**Quoted text**.
**********

When is it okay to resort to find_by_sql?

When is it appropriate to resort to find_by_sql?

I’m all for portable, easily maintained code. I’m a HUGE fan the new
ActiveRecord::Relation model in Rails 3.0 I keenly feel the peril of
dropping into find_by_sql().

Question 1: is there’s a snowball’s chance in Hades for the following
code to be written WITHOUT resorting find_by_sql()?

inner_query =<<EOQ
SELECT DATE(st.datetime) AS start_time,
DATE(et.datetime - INTERVAL 1 DAY) AS end_time,
DATEDIFF(et.datetime, st.datetime) AS day_count,
sbs.quantity AS quantity,
sbs.cost AS cost
FROM service_bills as sbs
INNER JOIN time_dimensions AS st ON st.id = sbs.start_time_id
INNER JOIN time_dimensions AS et ON et.id = sbs.end_time_id
WHERE sbs.metered_service_id IN (#{metered_service_ids})
EOQ

I’m sure it’s possible using a ServiceBill.find() construct where each
clause is essentially a quoted string from the above, but by that point,
I’d be hard pressed to say that is clearer or more maintainable.

Question 2: Nested queries. In my system, inner_query is, in fact, an
inner query that appears within this little monster:

outer_query =<<EOQ
SELECT st.id AS start_time_id,
et.id AS end_time_id,
DATE(st.datetime) AS time,
SUM(bills.quantity/bills.day_count) AS daily_quantity,
SUM(bills.cost/bills.day_count) AS daily_cost
FROM time_dimensions AS st
INNER JOIN time_dimensions AS et ON DATE(st.datetime + INTERVAL 1 DAY)

**********

(Records of labeled points)
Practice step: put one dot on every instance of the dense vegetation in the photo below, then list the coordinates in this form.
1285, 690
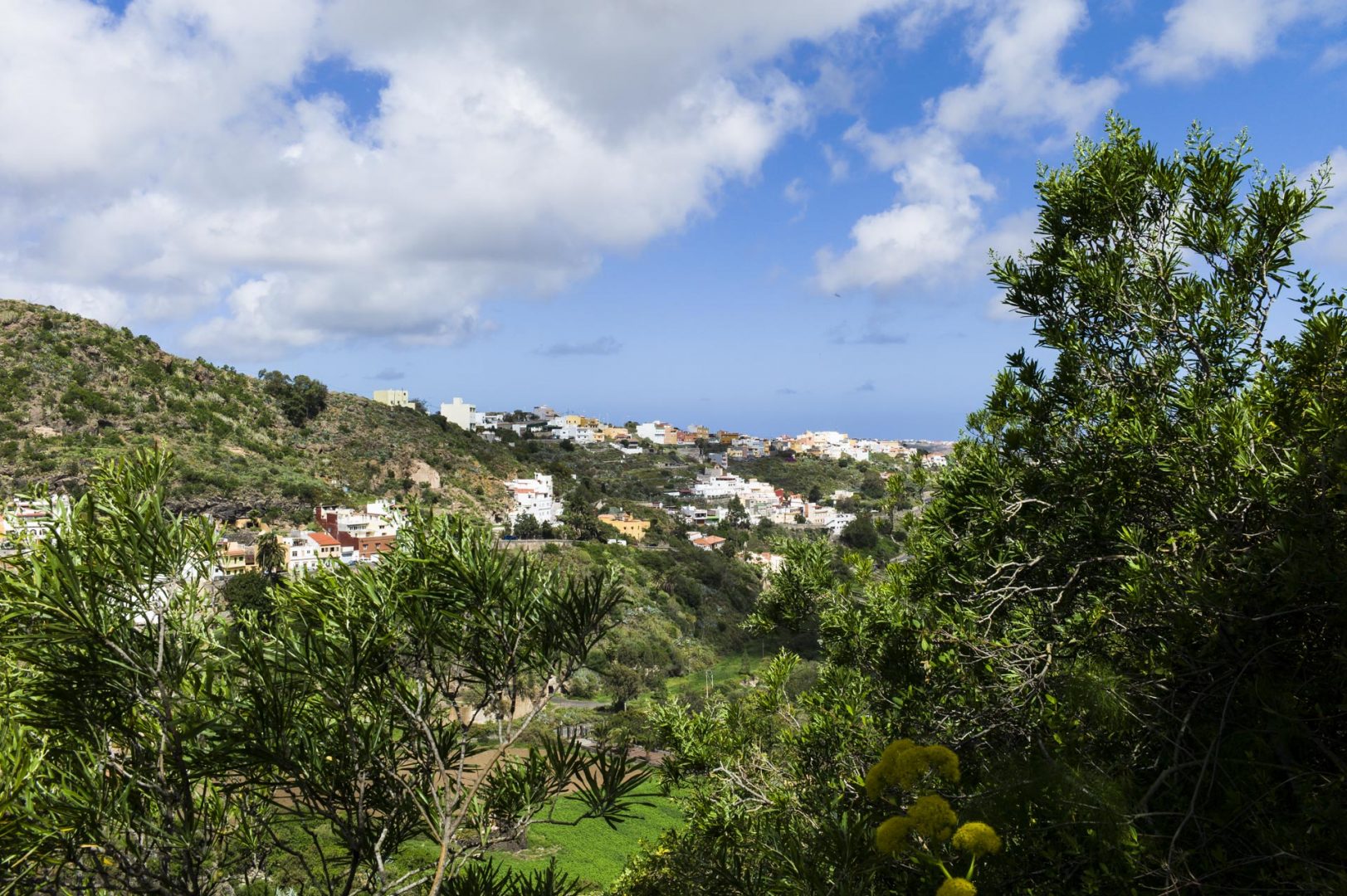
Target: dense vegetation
1110, 640
75, 391
155, 740
1122, 606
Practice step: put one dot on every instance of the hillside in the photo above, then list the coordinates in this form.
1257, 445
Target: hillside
73, 391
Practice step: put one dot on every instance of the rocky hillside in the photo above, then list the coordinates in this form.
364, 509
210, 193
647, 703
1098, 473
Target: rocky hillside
73, 391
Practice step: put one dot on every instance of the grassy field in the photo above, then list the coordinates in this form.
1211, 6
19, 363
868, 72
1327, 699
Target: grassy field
730, 669
592, 850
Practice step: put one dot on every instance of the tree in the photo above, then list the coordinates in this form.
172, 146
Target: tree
895, 494
581, 516
271, 555
248, 592
300, 399
737, 516
107, 640
153, 744
622, 682
527, 527
860, 533
1122, 596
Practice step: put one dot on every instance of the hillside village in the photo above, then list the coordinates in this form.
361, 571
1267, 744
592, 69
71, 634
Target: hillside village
350, 535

**********

**Written exercise 1**.
From the post on find_by_sql, output the part from "I’m sure it’s" to "or more maintainable." word for word.
**Written exercise 2**.
Answer these about the post on find_by_sql:
(a) The writer is a huge fan of the ActiveRecord::Relation model in which Rails version?
(b) In the inner query, what alias is given to DATEDIFF(et.datetime, st.datetime)?
(c) Which table does the inner query alias as sbs?

**Exercise answer 1**.
I’m sure it’s possible using a ServiceBill.find() construct where each
clause is essentially a quoted string from the above, but by that point,
I’d be hard pressed to say that is clearer or more maintainable.

**Exercise answer 2**.
(a) Rails 3.0
(b) day_count
(c) service_bills